▸ **What you have to do**
For each record here, output an exact copy.

▸ **Data in this exercise**
------------------------------

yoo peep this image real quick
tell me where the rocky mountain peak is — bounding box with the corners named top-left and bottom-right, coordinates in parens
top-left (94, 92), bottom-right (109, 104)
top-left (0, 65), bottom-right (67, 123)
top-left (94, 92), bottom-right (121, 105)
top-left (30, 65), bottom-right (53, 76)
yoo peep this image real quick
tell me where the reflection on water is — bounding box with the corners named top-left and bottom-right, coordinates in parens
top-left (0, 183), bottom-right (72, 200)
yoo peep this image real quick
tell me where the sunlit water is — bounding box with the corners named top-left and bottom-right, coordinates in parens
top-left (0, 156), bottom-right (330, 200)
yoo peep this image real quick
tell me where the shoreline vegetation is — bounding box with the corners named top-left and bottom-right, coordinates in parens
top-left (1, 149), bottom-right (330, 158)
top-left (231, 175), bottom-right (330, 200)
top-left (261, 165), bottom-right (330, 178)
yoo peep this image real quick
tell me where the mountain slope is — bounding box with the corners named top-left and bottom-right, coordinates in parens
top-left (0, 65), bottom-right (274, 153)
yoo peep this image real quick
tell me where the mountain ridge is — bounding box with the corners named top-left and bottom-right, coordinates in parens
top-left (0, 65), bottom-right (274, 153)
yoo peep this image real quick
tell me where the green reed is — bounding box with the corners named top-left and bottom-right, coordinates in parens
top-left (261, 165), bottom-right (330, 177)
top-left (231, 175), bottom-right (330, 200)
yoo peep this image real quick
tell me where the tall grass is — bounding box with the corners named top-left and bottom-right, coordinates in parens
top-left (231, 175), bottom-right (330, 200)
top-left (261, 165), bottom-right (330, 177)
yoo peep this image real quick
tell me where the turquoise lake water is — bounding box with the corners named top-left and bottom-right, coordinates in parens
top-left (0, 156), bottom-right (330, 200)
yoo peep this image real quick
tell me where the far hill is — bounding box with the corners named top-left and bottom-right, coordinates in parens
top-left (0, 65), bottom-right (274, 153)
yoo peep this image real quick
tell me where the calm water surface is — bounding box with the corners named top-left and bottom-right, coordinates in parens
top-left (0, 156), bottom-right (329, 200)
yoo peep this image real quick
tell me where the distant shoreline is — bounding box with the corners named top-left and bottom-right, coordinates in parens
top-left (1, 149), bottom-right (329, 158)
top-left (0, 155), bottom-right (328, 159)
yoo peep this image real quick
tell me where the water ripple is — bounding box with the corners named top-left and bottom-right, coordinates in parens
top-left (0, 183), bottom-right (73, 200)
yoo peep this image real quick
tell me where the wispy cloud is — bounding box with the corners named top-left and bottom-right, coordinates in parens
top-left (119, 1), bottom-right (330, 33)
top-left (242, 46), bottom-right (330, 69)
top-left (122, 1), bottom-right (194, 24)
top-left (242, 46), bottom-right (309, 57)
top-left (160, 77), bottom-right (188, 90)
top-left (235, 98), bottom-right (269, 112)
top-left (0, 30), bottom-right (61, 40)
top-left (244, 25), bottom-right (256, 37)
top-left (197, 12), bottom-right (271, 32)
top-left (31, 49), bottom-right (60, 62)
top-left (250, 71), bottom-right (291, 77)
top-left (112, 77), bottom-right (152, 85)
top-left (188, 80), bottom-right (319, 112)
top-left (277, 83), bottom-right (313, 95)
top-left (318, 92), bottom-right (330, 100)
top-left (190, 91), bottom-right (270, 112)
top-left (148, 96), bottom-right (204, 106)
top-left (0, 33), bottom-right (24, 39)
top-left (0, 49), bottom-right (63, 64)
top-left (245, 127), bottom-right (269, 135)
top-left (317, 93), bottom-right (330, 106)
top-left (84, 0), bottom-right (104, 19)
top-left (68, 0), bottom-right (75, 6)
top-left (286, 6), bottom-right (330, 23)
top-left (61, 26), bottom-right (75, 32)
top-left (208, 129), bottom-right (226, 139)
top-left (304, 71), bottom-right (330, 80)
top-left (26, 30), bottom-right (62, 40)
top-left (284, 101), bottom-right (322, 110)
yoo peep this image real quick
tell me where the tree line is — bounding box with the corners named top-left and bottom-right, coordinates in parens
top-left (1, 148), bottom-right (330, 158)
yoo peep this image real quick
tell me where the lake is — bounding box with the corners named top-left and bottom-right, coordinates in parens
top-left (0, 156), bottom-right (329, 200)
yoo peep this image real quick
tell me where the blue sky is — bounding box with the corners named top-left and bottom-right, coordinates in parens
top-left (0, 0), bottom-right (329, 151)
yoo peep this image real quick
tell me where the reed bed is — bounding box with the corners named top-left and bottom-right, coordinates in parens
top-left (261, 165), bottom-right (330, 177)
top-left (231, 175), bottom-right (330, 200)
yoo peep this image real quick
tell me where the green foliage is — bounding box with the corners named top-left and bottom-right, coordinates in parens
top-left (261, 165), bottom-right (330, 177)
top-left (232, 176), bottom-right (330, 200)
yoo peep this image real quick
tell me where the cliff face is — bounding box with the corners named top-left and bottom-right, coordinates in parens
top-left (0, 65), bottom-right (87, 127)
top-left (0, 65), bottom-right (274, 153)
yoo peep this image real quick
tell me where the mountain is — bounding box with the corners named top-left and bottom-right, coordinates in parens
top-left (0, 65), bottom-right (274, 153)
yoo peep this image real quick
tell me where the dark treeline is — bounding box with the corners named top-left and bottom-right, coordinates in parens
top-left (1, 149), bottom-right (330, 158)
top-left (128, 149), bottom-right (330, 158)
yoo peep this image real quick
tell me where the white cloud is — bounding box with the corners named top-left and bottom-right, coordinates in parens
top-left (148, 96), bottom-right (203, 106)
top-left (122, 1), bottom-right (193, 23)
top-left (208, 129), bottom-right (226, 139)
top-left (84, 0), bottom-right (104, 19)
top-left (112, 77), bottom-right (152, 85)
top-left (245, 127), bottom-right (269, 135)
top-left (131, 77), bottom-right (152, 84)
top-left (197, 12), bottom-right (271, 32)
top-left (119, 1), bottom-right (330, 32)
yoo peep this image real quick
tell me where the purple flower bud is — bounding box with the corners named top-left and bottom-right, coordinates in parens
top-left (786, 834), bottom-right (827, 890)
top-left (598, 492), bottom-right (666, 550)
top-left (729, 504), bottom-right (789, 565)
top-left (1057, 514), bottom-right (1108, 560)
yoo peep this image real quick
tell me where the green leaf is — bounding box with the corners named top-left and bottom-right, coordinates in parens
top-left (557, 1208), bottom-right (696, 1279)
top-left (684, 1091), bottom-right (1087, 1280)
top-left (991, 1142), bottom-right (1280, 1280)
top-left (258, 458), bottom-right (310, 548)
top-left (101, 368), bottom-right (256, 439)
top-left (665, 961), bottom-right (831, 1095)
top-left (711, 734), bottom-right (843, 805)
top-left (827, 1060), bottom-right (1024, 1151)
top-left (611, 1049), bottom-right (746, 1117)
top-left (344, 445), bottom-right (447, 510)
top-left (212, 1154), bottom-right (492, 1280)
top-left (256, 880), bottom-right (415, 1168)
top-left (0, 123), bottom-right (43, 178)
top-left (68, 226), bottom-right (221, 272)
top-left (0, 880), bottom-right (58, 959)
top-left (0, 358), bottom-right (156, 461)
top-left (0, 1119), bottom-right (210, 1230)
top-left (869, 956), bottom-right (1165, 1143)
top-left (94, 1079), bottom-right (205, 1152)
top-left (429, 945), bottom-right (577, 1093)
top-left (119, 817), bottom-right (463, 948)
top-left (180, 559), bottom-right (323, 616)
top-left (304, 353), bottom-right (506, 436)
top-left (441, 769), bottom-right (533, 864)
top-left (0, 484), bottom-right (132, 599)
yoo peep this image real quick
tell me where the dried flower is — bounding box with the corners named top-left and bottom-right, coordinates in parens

------------------------------

▸ **Result of this exercise**
yoo peep this image real quick
tell me where the rocky mountain peak is — bounding box with the corners named top-left and bottom-right, coordinates in parens
top-left (94, 92), bottom-right (109, 104)
top-left (0, 65), bottom-right (67, 123)
top-left (94, 92), bottom-right (121, 105)
top-left (30, 65), bottom-right (53, 76)
yoo peep this image real quick
tell me where the reflection on water is — bounding box with the corners named top-left and bottom-right, coordinates in parens
top-left (0, 183), bottom-right (72, 200)
yoo peep this image real quick
tell me where the sunlit water is — bounding box with the corners named top-left and bottom-right, coordinates in parens
top-left (0, 156), bottom-right (330, 200)
yoo peep this image real quick
tell me where the shoreline vegetation is — bounding box with the corners named top-left and bottom-right, coordinates in parens
top-left (1, 149), bottom-right (330, 158)
top-left (231, 175), bottom-right (330, 200)
top-left (261, 165), bottom-right (330, 178)
yoo peep this image real quick
tell me where the mountain slope is — bounding box with the corners named top-left and bottom-right, coordinates in parens
top-left (0, 65), bottom-right (274, 153)
yoo peep this image real quick
tell me where the mountain ridge is — bounding box with the corners named top-left and bottom-right, coordinates in parens
top-left (0, 65), bottom-right (274, 153)
yoo peep this image real quick
tell me where the green reed is — bounding box with the corners named top-left and bottom-right, coordinates in parens
top-left (261, 165), bottom-right (330, 177)
top-left (231, 175), bottom-right (330, 200)
yoo peep this image real quick
tell me where the tall grass is — bounding box with the corners named top-left and bottom-right, coordinates in parens
top-left (231, 175), bottom-right (330, 200)
top-left (261, 165), bottom-right (330, 177)
yoo peep this image real quick
tell me where the turquoise lake water is — bounding box with the corners named top-left and bottom-right, coordinates in parens
top-left (0, 156), bottom-right (330, 200)
yoo peep this image real quick
tell me where the far hill is — bounding box with the corners named top-left and bottom-right, coordinates in parens
top-left (0, 65), bottom-right (274, 153)
yoo peep this image real quick
tell me where the calm water surface is — bounding box with the corners named top-left and bottom-right, coordinates in parens
top-left (0, 156), bottom-right (329, 200)
yoo peep this image real quick
tell me where the distant shoreline is — bounding box with the corners named top-left and bottom-right, coordinates in parens
top-left (1, 149), bottom-right (329, 158)
top-left (0, 155), bottom-right (328, 159)
yoo peep this image real quick
tell me where the water ripple is — bounding box with the corners named top-left and bottom-right, coordinates in parens
top-left (0, 183), bottom-right (73, 200)
yoo peep this image real quick
tell me where the wispy cloud is — bounding box with the corners named top-left and bottom-right, coordinates in parens
top-left (119, 1), bottom-right (330, 33)
top-left (242, 46), bottom-right (330, 69)
top-left (122, 1), bottom-right (194, 24)
top-left (242, 46), bottom-right (309, 57)
top-left (160, 77), bottom-right (188, 90)
top-left (235, 98), bottom-right (269, 112)
top-left (0, 30), bottom-right (61, 40)
top-left (244, 25), bottom-right (256, 37)
top-left (197, 12), bottom-right (271, 32)
top-left (31, 49), bottom-right (60, 62)
top-left (250, 71), bottom-right (291, 77)
top-left (112, 77), bottom-right (152, 85)
top-left (188, 80), bottom-right (319, 112)
top-left (277, 83), bottom-right (313, 95)
top-left (318, 92), bottom-right (330, 100)
top-left (190, 91), bottom-right (270, 112)
top-left (148, 96), bottom-right (204, 106)
top-left (0, 33), bottom-right (24, 39)
top-left (0, 49), bottom-right (63, 64)
top-left (245, 127), bottom-right (269, 135)
top-left (317, 93), bottom-right (330, 106)
top-left (84, 0), bottom-right (104, 19)
top-left (68, 0), bottom-right (75, 6)
top-left (286, 6), bottom-right (330, 23)
top-left (61, 26), bottom-right (75, 32)
top-left (208, 129), bottom-right (226, 139)
top-left (304, 71), bottom-right (330, 80)
top-left (26, 30), bottom-right (62, 40)
top-left (284, 101), bottom-right (322, 110)
yoo peep this image real quick
tell me where the tree line is — bounding box with the corners named top-left and bottom-right, coordinates in parens
top-left (1, 148), bottom-right (330, 158)
yoo peep this image real quick
tell me where the lake is — bounding box with the corners named top-left and bottom-right, coordinates in parens
top-left (0, 156), bottom-right (329, 200)
yoo peep this image real quick
tell me where the blue sky is — bounding box with the corners named top-left and bottom-right, coordinates in parens
top-left (0, 0), bottom-right (329, 151)
yoo peep this image real quick
tell me where the reed bed is — bounding box with the corners named top-left and bottom-right, coordinates in parens
top-left (261, 165), bottom-right (330, 177)
top-left (231, 175), bottom-right (330, 200)
yoo peep this image real quick
tell me where the green foliage is — bounding box with the corners named top-left and bottom-right, coordinates in parens
top-left (261, 165), bottom-right (330, 177)
top-left (232, 176), bottom-right (330, 200)
yoo peep this image real quick
tell me where the cliff face is — bounding box with the corners named top-left and bottom-right, coordinates in parens
top-left (0, 65), bottom-right (87, 127)
top-left (0, 65), bottom-right (274, 153)
yoo peep this image real quick
tell me where the mountain is — bounding box with the corners named top-left and bottom-right, coordinates in parens
top-left (0, 65), bottom-right (274, 153)
yoo peep this image real quick
tell me where the dark treeline is — bounding box with the corners named top-left and bottom-right, coordinates in parens
top-left (1, 149), bottom-right (330, 158)
top-left (128, 149), bottom-right (330, 158)
yoo peep this image real quick
tell me where the white cloud is — bounding box with the corners named top-left and bottom-right, coordinates in parens
top-left (148, 96), bottom-right (203, 106)
top-left (122, 1), bottom-right (193, 23)
top-left (208, 129), bottom-right (226, 139)
top-left (84, 0), bottom-right (104, 19)
top-left (112, 77), bottom-right (152, 85)
top-left (245, 127), bottom-right (269, 135)
top-left (131, 77), bottom-right (152, 84)
top-left (197, 12), bottom-right (271, 32)
top-left (119, 1), bottom-right (330, 32)
yoo peep this image real quick
tell me where the purple flower bud is — bounding box with the corners named top-left and bottom-right, coordinates in parens
top-left (786, 834), bottom-right (827, 890)
top-left (598, 492), bottom-right (666, 550)
top-left (729, 504), bottom-right (789, 565)
top-left (1057, 514), bottom-right (1108, 560)
yoo peep this image real quick
tell me where the green leaf is — bounding box with the corners named top-left and bottom-right, coordinates in parens
top-left (557, 1208), bottom-right (696, 1279)
top-left (684, 1091), bottom-right (1087, 1280)
top-left (991, 1142), bottom-right (1280, 1280)
top-left (258, 458), bottom-right (310, 548)
top-left (101, 368), bottom-right (256, 439)
top-left (665, 961), bottom-right (831, 1095)
top-left (711, 734), bottom-right (843, 805)
top-left (827, 1060), bottom-right (1024, 1151)
top-left (611, 1049), bottom-right (746, 1117)
top-left (344, 445), bottom-right (447, 510)
top-left (212, 1154), bottom-right (492, 1280)
top-left (256, 880), bottom-right (415, 1168)
top-left (0, 123), bottom-right (43, 178)
top-left (68, 226), bottom-right (221, 272)
top-left (0, 880), bottom-right (58, 959)
top-left (0, 358), bottom-right (156, 461)
top-left (0, 1119), bottom-right (210, 1230)
top-left (869, 956), bottom-right (1165, 1143)
top-left (94, 1079), bottom-right (205, 1152)
top-left (429, 945), bottom-right (577, 1093)
top-left (119, 817), bottom-right (463, 948)
top-left (180, 559), bottom-right (323, 616)
top-left (304, 353), bottom-right (506, 436)
top-left (441, 769), bottom-right (533, 864)
top-left (0, 484), bottom-right (132, 599)
yoo peep this image real quick
tell me where the dried flower is — bounding box with the corners named top-left and bottom-right, coordinates in parens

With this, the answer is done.